* **Exercise**
List every line in the entries below that contains the word "windshield", copying each line in full.
- - -
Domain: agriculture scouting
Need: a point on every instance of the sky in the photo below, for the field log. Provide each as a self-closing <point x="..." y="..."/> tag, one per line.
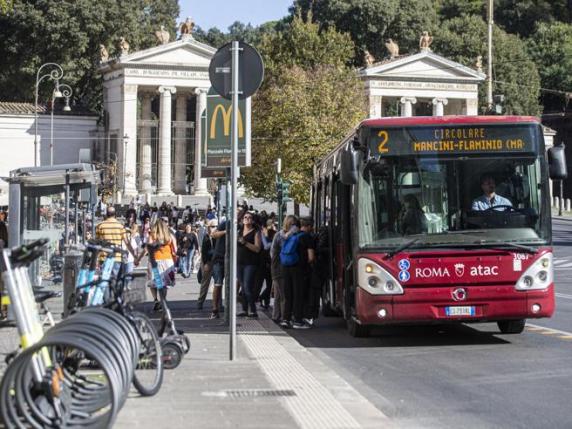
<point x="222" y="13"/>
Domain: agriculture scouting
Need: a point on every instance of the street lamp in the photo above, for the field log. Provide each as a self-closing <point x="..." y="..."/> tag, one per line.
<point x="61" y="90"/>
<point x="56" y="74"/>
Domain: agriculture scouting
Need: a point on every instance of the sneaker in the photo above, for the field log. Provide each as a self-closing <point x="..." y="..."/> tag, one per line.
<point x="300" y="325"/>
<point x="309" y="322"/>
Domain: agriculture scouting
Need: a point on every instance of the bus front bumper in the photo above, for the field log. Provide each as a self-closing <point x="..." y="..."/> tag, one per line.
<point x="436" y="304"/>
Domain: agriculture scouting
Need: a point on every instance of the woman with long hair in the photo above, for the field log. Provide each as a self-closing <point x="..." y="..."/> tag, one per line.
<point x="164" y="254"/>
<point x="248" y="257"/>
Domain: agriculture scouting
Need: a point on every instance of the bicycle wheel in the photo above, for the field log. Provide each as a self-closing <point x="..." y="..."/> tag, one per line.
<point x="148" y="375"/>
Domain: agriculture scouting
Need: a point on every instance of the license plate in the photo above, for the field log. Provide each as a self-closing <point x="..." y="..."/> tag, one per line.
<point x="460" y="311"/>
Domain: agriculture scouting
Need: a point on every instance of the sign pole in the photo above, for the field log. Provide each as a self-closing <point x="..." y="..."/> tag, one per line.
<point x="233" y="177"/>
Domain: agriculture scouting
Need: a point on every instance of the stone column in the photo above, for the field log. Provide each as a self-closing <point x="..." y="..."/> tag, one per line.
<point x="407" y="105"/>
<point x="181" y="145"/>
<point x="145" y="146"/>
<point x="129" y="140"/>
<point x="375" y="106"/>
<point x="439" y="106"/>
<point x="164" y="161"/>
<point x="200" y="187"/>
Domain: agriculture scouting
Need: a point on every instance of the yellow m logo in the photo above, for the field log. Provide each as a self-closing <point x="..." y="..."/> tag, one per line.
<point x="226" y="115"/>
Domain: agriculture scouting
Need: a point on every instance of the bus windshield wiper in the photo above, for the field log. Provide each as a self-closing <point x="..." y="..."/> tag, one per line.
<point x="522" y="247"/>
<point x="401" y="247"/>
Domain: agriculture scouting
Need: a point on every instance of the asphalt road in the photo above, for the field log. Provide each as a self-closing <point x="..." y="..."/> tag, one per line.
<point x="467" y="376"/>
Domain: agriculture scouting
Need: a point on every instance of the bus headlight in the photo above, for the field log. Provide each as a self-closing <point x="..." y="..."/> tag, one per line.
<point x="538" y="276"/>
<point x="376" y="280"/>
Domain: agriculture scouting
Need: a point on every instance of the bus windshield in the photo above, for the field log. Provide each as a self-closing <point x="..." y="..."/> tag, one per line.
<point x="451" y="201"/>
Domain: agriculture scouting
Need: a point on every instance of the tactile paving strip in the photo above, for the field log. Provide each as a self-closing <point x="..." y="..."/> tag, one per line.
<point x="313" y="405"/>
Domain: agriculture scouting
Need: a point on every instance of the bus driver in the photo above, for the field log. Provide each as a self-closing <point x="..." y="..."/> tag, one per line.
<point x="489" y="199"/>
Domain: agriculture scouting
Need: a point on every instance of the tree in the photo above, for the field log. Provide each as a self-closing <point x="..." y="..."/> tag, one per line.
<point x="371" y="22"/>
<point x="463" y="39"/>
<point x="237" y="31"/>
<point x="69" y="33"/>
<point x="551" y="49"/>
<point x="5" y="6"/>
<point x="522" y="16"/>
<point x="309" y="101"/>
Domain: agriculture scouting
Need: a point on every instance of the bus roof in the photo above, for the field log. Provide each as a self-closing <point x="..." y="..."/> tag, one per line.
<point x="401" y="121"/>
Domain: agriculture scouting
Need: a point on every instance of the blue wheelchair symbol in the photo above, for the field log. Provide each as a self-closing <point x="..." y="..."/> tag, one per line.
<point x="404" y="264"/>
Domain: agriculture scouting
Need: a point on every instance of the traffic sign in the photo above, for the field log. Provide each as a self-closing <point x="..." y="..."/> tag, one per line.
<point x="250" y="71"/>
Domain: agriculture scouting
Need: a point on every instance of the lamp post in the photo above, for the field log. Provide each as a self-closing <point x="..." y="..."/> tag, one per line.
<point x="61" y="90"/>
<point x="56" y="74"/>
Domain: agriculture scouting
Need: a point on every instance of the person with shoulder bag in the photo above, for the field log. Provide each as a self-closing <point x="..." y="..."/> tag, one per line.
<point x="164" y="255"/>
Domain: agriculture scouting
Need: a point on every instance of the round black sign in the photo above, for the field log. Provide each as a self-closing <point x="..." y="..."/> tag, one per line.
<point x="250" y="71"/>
- - -
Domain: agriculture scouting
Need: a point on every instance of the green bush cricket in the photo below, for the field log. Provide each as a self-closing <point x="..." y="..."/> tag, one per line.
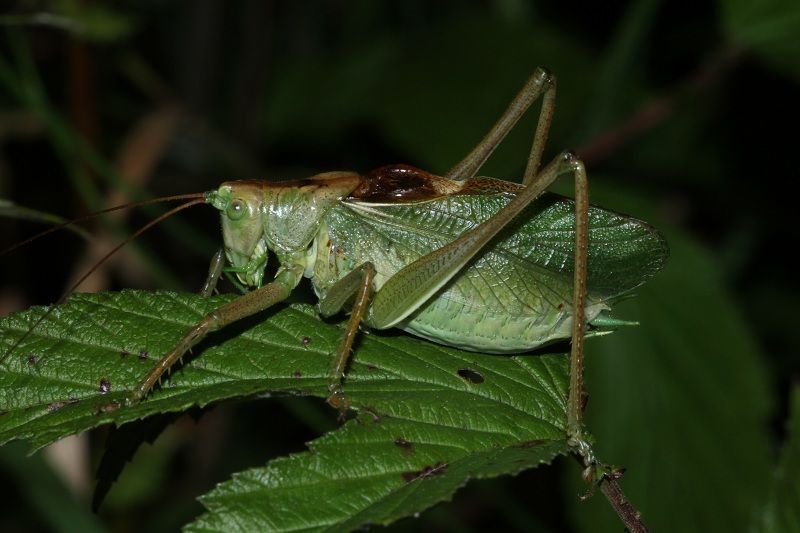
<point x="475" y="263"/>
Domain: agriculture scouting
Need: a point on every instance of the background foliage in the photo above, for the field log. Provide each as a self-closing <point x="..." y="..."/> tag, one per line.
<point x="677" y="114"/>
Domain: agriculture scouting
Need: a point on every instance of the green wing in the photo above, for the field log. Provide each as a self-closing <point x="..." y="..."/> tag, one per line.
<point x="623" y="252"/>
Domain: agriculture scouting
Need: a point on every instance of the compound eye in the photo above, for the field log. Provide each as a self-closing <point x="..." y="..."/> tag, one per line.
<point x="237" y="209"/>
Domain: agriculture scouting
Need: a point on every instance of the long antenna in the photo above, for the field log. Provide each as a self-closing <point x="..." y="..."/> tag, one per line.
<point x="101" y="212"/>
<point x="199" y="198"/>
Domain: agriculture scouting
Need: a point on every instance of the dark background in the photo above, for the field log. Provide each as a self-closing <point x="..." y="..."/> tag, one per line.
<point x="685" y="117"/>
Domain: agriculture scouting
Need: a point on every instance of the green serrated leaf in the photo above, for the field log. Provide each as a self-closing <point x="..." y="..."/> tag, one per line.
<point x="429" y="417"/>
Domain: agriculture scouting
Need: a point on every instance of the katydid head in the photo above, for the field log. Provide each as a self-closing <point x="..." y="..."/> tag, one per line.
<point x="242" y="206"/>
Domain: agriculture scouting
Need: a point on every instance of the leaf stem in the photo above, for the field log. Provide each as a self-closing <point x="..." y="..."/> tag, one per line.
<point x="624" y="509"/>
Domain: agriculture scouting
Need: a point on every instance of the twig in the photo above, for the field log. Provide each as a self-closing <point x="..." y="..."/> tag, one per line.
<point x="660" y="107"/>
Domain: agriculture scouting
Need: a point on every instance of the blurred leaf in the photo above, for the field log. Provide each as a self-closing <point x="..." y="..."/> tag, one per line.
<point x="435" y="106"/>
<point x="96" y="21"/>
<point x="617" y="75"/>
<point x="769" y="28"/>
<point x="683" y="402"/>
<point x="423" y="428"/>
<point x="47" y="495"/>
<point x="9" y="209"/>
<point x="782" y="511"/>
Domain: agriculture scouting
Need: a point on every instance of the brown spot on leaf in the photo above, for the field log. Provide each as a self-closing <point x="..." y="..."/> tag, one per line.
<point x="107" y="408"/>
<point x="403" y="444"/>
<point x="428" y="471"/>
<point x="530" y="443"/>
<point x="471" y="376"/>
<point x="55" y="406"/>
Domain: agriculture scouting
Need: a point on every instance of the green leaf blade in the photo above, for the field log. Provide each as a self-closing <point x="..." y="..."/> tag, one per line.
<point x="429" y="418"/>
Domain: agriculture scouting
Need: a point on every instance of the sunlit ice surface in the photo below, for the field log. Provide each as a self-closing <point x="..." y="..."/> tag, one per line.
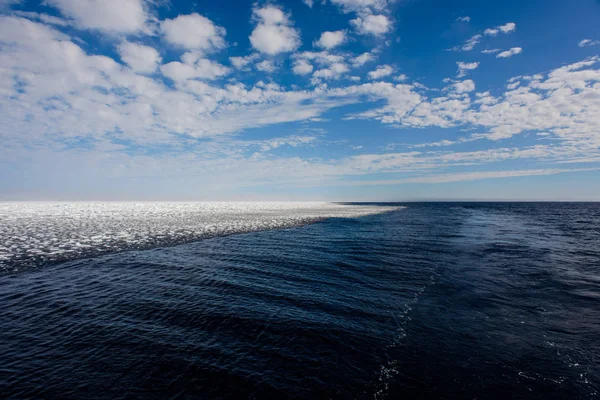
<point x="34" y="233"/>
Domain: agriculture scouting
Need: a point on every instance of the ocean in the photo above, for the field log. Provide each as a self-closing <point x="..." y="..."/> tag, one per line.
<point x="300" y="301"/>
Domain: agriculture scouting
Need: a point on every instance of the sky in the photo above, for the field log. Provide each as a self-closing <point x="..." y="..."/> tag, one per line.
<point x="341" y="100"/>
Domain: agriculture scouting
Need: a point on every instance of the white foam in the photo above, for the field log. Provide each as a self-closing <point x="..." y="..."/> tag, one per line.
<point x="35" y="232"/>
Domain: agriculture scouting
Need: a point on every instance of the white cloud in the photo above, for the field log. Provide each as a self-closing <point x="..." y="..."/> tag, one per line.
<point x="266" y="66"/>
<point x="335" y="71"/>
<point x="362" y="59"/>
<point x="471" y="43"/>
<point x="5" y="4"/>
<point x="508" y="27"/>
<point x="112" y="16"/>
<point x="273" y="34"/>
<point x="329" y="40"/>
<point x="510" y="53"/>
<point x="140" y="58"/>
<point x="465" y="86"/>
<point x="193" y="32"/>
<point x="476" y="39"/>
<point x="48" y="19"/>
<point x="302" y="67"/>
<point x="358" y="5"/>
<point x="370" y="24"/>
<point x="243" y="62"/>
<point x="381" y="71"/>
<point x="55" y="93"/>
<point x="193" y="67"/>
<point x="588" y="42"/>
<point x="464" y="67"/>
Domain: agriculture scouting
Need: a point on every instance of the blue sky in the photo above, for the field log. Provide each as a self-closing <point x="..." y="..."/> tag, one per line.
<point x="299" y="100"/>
- - -
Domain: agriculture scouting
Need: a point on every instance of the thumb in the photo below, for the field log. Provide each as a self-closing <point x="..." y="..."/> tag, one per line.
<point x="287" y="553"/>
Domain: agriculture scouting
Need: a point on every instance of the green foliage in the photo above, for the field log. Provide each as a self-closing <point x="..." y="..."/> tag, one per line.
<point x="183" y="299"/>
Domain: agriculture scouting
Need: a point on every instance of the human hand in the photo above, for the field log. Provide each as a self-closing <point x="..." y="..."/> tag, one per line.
- - -
* **Exercise answer**
Need: a point on every instance of the bus windshield wiper in the photo above, for the field log. Provide each as a self-closing <point x="..." y="..."/> tag, one per line.
Need: a point on every instance of the bus windshield in the photo above, for the field log. Provide each as a self-closing <point x="..." y="..."/> tag, one per line.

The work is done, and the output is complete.